Task prompt
Across the listing below, how many lines have the word "fingers" in them? Provide only the number.

Material supplied
^^^^^^^^^^^^^^^^

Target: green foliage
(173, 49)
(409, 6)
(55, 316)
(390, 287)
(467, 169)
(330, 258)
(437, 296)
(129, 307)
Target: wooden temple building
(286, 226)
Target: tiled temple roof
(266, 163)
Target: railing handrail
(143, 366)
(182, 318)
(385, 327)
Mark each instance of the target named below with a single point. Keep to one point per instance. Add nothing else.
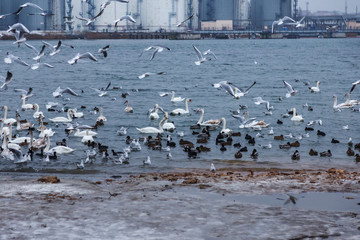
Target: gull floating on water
(39, 54)
(90, 20)
(290, 89)
(200, 56)
(148, 74)
(59, 92)
(11, 58)
(104, 50)
(82, 56)
(6, 80)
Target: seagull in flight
(179, 24)
(25, 93)
(126, 17)
(240, 92)
(59, 92)
(6, 80)
(90, 20)
(104, 50)
(200, 56)
(207, 52)
(290, 89)
(18, 29)
(39, 54)
(37, 65)
(157, 48)
(54, 49)
(29, 4)
(232, 89)
(102, 92)
(148, 74)
(354, 85)
(11, 58)
(82, 56)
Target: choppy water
(333, 62)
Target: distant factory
(149, 15)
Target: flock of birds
(22, 148)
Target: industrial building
(150, 15)
(52, 21)
(224, 14)
(264, 13)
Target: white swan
(101, 118)
(224, 130)
(315, 89)
(6, 153)
(37, 113)
(63, 119)
(154, 114)
(84, 133)
(212, 122)
(23, 126)
(128, 108)
(340, 105)
(17, 140)
(168, 126)
(49, 132)
(296, 118)
(57, 149)
(77, 114)
(176, 99)
(153, 129)
(26, 106)
(7, 120)
(351, 102)
(87, 138)
(180, 111)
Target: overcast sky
(330, 5)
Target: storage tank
(263, 13)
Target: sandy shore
(198, 204)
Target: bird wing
(32, 5)
(198, 53)
(250, 86)
(228, 88)
(154, 53)
(97, 90)
(58, 45)
(18, 60)
(108, 86)
(33, 48)
(288, 87)
(88, 55)
(210, 52)
(8, 76)
(354, 85)
(49, 45)
(47, 65)
(69, 90)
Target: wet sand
(186, 204)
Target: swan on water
(153, 129)
(295, 117)
(180, 111)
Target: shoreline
(199, 204)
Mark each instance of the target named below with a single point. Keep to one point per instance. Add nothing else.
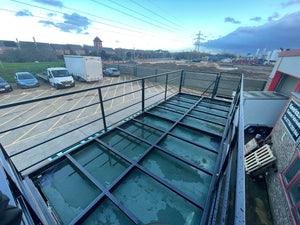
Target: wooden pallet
(259, 158)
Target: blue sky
(231, 26)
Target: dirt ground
(249, 71)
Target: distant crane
(198, 41)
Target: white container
(84, 68)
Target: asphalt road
(26, 137)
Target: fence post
(217, 81)
(181, 80)
(166, 87)
(102, 109)
(143, 95)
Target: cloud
(51, 14)
(292, 2)
(281, 33)
(257, 19)
(231, 20)
(24, 12)
(55, 3)
(47, 23)
(275, 15)
(73, 23)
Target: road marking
(82, 111)
(51, 128)
(112, 101)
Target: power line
(96, 16)
(140, 34)
(138, 13)
(198, 41)
(127, 14)
(161, 9)
(154, 13)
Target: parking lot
(28, 136)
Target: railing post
(181, 80)
(102, 109)
(166, 87)
(217, 81)
(143, 95)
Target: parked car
(26, 80)
(111, 72)
(4, 86)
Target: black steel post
(166, 87)
(102, 109)
(217, 81)
(181, 80)
(143, 95)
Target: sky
(236, 26)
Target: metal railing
(219, 204)
(227, 202)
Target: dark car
(4, 86)
(111, 72)
(26, 80)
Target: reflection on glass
(68, 191)
(151, 202)
(188, 179)
(107, 214)
(97, 160)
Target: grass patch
(8, 70)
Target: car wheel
(250, 130)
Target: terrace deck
(157, 167)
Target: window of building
(291, 184)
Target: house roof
(108, 49)
(27, 44)
(10, 44)
(97, 39)
(293, 52)
(59, 47)
(43, 46)
(89, 48)
(75, 47)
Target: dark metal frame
(225, 158)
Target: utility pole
(198, 41)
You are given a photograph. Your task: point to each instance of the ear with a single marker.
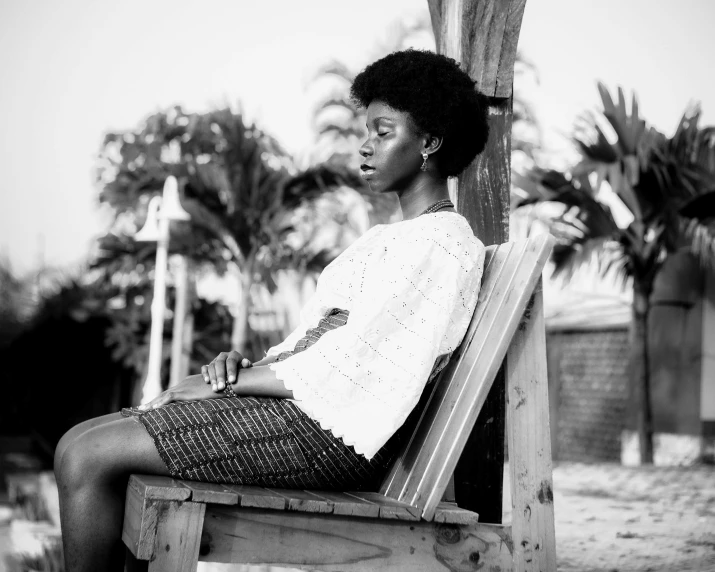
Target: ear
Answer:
(431, 144)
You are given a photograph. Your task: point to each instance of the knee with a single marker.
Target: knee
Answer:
(82, 462)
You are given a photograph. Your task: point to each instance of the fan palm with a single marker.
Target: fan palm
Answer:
(237, 184)
(667, 185)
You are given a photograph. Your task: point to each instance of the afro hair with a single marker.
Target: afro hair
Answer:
(438, 95)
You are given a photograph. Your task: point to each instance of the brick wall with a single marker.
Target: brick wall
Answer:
(588, 387)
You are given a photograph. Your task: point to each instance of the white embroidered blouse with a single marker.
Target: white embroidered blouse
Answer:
(411, 288)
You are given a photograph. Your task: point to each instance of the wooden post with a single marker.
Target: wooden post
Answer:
(483, 35)
(532, 496)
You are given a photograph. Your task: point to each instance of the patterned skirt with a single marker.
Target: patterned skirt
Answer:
(261, 441)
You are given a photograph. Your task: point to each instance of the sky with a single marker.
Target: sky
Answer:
(72, 70)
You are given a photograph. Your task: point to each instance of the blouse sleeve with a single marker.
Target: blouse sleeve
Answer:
(362, 380)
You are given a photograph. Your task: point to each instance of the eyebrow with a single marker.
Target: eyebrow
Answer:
(379, 118)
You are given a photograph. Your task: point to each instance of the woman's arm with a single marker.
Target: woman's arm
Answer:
(265, 361)
(260, 381)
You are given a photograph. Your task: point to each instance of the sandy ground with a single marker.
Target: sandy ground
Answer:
(613, 519)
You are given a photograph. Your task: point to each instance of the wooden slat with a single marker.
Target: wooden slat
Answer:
(211, 493)
(347, 505)
(139, 528)
(530, 444)
(159, 488)
(420, 475)
(402, 467)
(304, 501)
(450, 513)
(178, 537)
(258, 497)
(390, 508)
(343, 544)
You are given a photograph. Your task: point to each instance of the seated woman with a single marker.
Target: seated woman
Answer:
(322, 409)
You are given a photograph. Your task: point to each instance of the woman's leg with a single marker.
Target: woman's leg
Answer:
(76, 431)
(92, 482)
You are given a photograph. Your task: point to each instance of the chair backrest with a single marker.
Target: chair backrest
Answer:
(421, 472)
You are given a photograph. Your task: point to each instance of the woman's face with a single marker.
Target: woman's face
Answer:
(392, 152)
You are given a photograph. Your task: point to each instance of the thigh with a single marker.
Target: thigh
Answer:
(114, 450)
(77, 430)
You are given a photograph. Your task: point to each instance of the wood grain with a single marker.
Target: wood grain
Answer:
(139, 528)
(304, 501)
(483, 35)
(341, 544)
(420, 474)
(452, 514)
(159, 488)
(178, 536)
(347, 505)
(258, 497)
(390, 508)
(211, 493)
(530, 444)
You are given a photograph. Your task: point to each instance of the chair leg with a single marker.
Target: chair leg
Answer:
(132, 564)
(530, 443)
(178, 537)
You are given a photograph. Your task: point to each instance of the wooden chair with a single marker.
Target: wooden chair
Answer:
(405, 526)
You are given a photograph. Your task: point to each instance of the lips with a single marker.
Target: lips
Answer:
(366, 170)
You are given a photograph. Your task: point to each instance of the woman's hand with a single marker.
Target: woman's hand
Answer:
(192, 388)
(224, 367)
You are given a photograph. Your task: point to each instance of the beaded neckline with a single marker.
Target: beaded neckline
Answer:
(439, 205)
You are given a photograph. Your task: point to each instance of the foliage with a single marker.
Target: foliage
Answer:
(340, 125)
(240, 188)
(657, 181)
(665, 187)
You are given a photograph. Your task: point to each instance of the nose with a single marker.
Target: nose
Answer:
(365, 150)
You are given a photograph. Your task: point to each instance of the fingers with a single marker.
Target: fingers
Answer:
(234, 362)
(224, 369)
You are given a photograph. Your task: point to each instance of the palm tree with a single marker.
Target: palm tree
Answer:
(237, 183)
(667, 185)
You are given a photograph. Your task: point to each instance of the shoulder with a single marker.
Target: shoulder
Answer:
(446, 231)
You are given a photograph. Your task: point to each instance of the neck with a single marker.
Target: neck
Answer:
(423, 192)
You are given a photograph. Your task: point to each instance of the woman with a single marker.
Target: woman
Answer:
(323, 409)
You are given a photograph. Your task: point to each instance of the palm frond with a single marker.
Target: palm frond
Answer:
(701, 240)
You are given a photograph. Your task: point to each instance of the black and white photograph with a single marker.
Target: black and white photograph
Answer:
(376, 286)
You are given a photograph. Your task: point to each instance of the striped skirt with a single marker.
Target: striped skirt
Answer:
(261, 441)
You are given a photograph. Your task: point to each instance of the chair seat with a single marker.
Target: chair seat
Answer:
(358, 504)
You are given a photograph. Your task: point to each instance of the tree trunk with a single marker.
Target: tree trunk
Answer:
(640, 368)
(239, 336)
(483, 35)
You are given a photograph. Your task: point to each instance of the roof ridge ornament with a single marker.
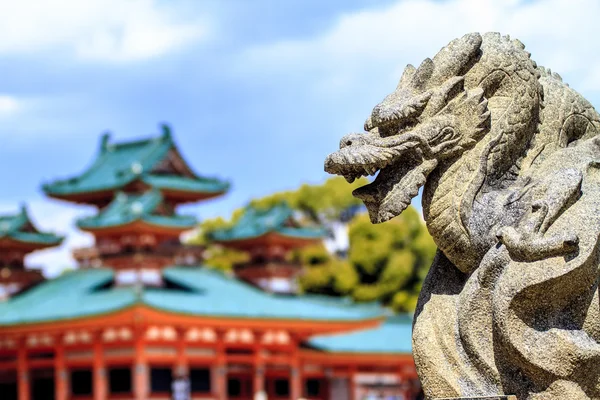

^^^^^^^^^^^^^^^^

Response to the exercise
2